Begin PROVIDED MATERIAL
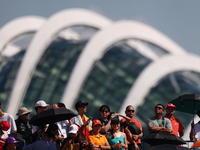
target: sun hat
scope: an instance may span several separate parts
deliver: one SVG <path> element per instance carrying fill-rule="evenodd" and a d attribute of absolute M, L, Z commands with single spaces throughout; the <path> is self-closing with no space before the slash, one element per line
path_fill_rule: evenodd
<path fill-rule="evenodd" d="M 35 107 L 49 107 L 50 105 L 47 104 L 45 101 L 43 100 L 39 100 L 35 103 Z"/>
<path fill-rule="evenodd" d="M 92 121 L 92 126 L 95 126 L 95 125 L 98 125 L 98 124 L 102 125 L 100 120 L 96 119 L 96 120 Z"/>
<path fill-rule="evenodd" d="M 69 133 L 77 133 L 78 132 L 78 126 L 75 125 L 75 124 L 72 124 L 70 127 L 69 127 Z"/>
<path fill-rule="evenodd" d="M 28 114 L 30 112 L 31 112 L 31 110 L 28 110 L 26 107 L 21 107 L 18 110 L 18 113 L 16 115 L 21 116 L 21 115 L 24 115 L 24 114 Z"/>
<path fill-rule="evenodd" d="M 10 136 L 6 139 L 6 144 L 8 143 L 18 143 L 19 141 L 15 140 L 14 137 Z"/>

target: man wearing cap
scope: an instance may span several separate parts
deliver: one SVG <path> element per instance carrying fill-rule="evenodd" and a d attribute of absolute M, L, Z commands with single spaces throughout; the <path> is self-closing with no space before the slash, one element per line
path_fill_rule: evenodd
<path fill-rule="evenodd" d="M 8 137 L 8 130 L 10 129 L 10 124 L 8 121 L 0 122 L 0 150 L 3 149 L 5 145 L 6 138 Z"/>
<path fill-rule="evenodd" d="M 78 115 L 73 117 L 71 119 L 72 124 L 76 124 L 78 126 L 78 128 L 80 129 L 81 126 L 85 125 L 84 123 L 89 119 L 88 117 L 86 117 L 85 113 L 87 111 L 87 105 L 89 103 L 86 102 L 84 103 L 83 101 L 78 101 L 75 105 L 76 110 L 78 111 Z M 86 125 L 86 127 L 83 128 L 82 131 L 82 140 L 85 141 L 88 136 L 90 135 L 90 131 L 92 130 L 92 122 L 90 121 L 89 124 Z"/>
<path fill-rule="evenodd" d="M 130 122 L 134 122 L 138 126 L 138 128 L 141 130 L 141 133 L 139 135 L 136 135 L 136 134 L 132 134 L 129 131 L 128 127 L 126 127 L 124 129 L 124 132 L 125 132 L 125 134 L 127 136 L 127 140 L 128 140 L 128 149 L 129 150 L 136 149 L 135 148 L 136 144 L 138 145 L 138 147 L 140 149 L 142 149 L 142 145 L 141 145 L 141 140 L 140 139 L 143 137 L 144 134 L 143 134 L 142 125 L 141 125 L 140 121 L 133 118 L 134 115 L 135 115 L 135 109 L 134 109 L 134 107 L 132 105 L 128 105 L 126 107 L 125 114 L 126 114 L 127 117 L 129 117 L 131 119 Z M 123 124 L 124 123 L 128 124 L 128 120 L 125 119 L 125 118 L 122 118 L 121 122 Z"/>
<path fill-rule="evenodd" d="M 17 132 L 17 127 L 16 127 L 13 116 L 2 111 L 1 102 L 0 102 L 0 121 L 8 121 L 9 122 L 10 128 L 8 130 L 8 133 L 10 133 L 11 131 Z"/>
<path fill-rule="evenodd" d="M 30 143 L 29 136 L 33 134 L 33 128 L 29 124 L 30 112 L 31 110 L 28 110 L 26 107 L 21 107 L 16 114 L 19 117 L 17 120 L 15 120 L 17 125 L 17 133 L 23 135 L 23 138 L 27 143 Z"/>
<path fill-rule="evenodd" d="M 161 132 L 161 133 L 171 133 L 172 125 L 168 118 L 164 118 L 162 114 L 164 113 L 165 106 L 162 104 L 157 104 L 154 108 L 155 116 L 147 120 L 147 129 L 150 133 Z"/>
<path fill-rule="evenodd" d="M 182 137 L 184 127 L 181 124 L 180 120 L 174 117 L 175 110 L 176 110 L 176 106 L 174 104 L 171 104 L 171 103 L 167 104 L 167 107 L 166 107 L 167 113 L 165 115 L 165 118 L 168 118 L 171 121 L 171 124 L 172 124 L 171 134 Z"/>
<path fill-rule="evenodd" d="M 90 146 L 92 150 L 111 149 L 107 138 L 100 134 L 101 126 L 102 124 L 100 120 L 96 119 L 92 121 L 93 133 L 92 135 L 89 135 L 88 142 L 86 143 L 86 146 Z"/>
<path fill-rule="evenodd" d="M 50 105 L 47 104 L 45 101 L 43 100 L 39 100 L 35 103 L 35 111 L 36 111 L 36 114 L 39 114 L 40 112 L 42 111 L 45 111 L 47 110 L 47 107 L 49 107 Z M 33 132 L 35 133 L 36 131 L 39 130 L 39 127 L 38 126 L 33 126 Z"/>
End PROVIDED MATERIAL
◆ **GIVEN TASK**
Output every line of the records above as a numbered list, skipping blank lines and leaving out the pictures.

◆ **ANSWER FOR THE TASK**
1. target: sun hat
2. scope: an instance may span several separate parts
3. deliver: one SVG <path> element per instance carrying fill-rule="evenodd" and a d attribute of absolute M, L, Z commands with single spaces throughout; the <path> is self-closing with no space before the slash, one element per line
4. path_fill_rule: evenodd
5. <path fill-rule="evenodd" d="M 35 107 L 49 107 L 50 105 L 47 104 L 45 101 L 43 100 L 39 100 L 35 103 Z"/>
6. <path fill-rule="evenodd" d="M 92 121 L 92 126 L 95 126 L 95 125 L 98 125 L 98 124 L 102 125 L 100 120 L 96 119 L 96 120 Z"/>
7. <path fill-rule="evenodd" d="M 69 133 L 77 133 L 78 132 L 78 126 L 75 125 L 75 124 L 72 124 L 70 127 L 69 127 Z"/>
8. <path fill-rule="evenodd" d="M 28 114 L 30 112 L 31 112 L 31 110 L 28 110 L 26 107 L 21 107 L 18 110 L 18 113 L 16 115 L 21 116 L 21 115 L 24 115 L 24 114 Z"/>
9. <path fill-rule="evenodd" d="M 10 136 L 6 139 L 6 144 L 8 143 L 18 143 L 19 141 L 15 140 L 14 137 Z"/>
10. target: man wearing cap
11. scope: an instance may span several separate parts
12. deliver: one SVG <path> element per instance carrying fill-rule="evenodd" and a d attribute of absolute M, L, Z commands with single spaces throughout; the <path> is self-closing with no space before the slash, one element per line
13. path_fill_rule: evenodd
14. <path fill-rule="evenodd" d="M 8 137 L 8 130 L 10 129 L 10 124 L 8 121 L 0 122 L 0 150 L 3 149 L 5 145 L 6 138 Z"/>
15. <path fill-rule="evenodd" d="M 78 115 L 73 117 L 71 119 L 72 124 L 76 124 L 78 126 L 78 128 L 80 129 L 81 126 L 85 125 L 84 123 L 89 119 L 88 117 L 86 117 L 85 113 L 87 111 L 87 105 L 89 103 L 86 102 L 84 103 L 83 101 L 78 101 L 75 105 L 76 110 L 78 111 Z M 86 125 L 86 127 L 83 128 L 82 131 L 82 140 L 85 141 L 88 136 L 90 135 L 90 131 L 92 130 L 92 122 L 90 121 L 89 124 Z"/>
16. <path fill-rule="evenodd" d="M 130 122 L 134 122 L 138 126 L 138 128 L 141 130 L 141 133 L 139 135 L 136 135 L 136 134 L 132 134 L 129 131 L 128 127 L 126 127 L 124 129 L 124 132 L 125 132 L 125 134 L 127 136 L 127 140 L 128 140 L 128 149 L 129 150 L 136 149 L 135 148 L 136 144 L 138 145 L 138 147 L 140 149 L 142 149 L 142 145 L 141 145 L 141 140 L 140 139 L 143 137 L 144 134 L 143 134 L 142 125 L 141 125 L 140 121 L 133 118 L 134 115 L 135 115 L 135 109 L 134 109 L 134 107 L 132 105 L 128 105 L 126 107 L 125 114 L 126 114 L 127 117 L 129 117 L 131 119 Z M 123 124 L 124 123 L 128 124 L 128 120 L 125 119 L 125 118 L 122 118 L 121 122 Z"/>
17. <path fill-rule="evenodd" d="M 17 132 L 17 127 L 16 127 L 13 116 L 2 111 L 1 102 L 0 102 L 0 121 L 8 121 L 9 122 L 10 128 L 8 130 L 8 133 L 10 133 L 11 131 Z"/>
18. <path fill-rule="evenodd" d="M 30 143 L 29 136 L 33 134 L 33 128 L 29 124 L 30 112 L 31 110 L 28 110 L 26 107 L 21 107 L 16 114 L 19 117 L 17 120 L 15 120 L 17 125 L 17 133 L 23 135 L 23 138 L 27 143 Z"/>
19. <path fill-rule="evenodd" d="M 161 132 L 161 133 L 171 133 L 172 125 L 168 118 L 164 118 L 162 114 L 164 113 L 165 106 L 162 104 L 157 104 L 154 108 L 155 116 L 147 120 L 147 129 L 150 133 Z"/>
20. <path fill-rule="evenodd" d="M 182 137 L 184 127 L 181 124 L 180 120 L 174 117 L 175 110 L 176 110 L 176 106 L 174 104 L 171 104 L 171 103 L 167 104 L 167 107 L 166 107 L 167 113 L 165 115 L 165 118 L 168 118 L 171 121 L 171 124 L 172 124 L 171 134 Z"/>
21. <path fill-rule="evenodd" d="M 90 146 L 92 150 L 111 149 L 107 138 L 100 134 L 101 126 L 102 124 L 100 120 L 96 119 L 92 121 L 93 133 L 92 135 L 89 135 L 88 142 L 86 143 L 86 146 Z"/>
22. <path fill-rule="evenodd" d="M 50 105 L 47 104 L 45 101 L 43 100 L 39 100 L 35 103 L 35 111 L 36 111 L 36 114 L 39 114 L 40 112 L 42 111 L 45 111 L 47 110 L 47 107 L 49 107 Z M 33 132 L 35 133 L 36 131 L 39 130 L 39 127 L 38 126 L 33 126 Z"/>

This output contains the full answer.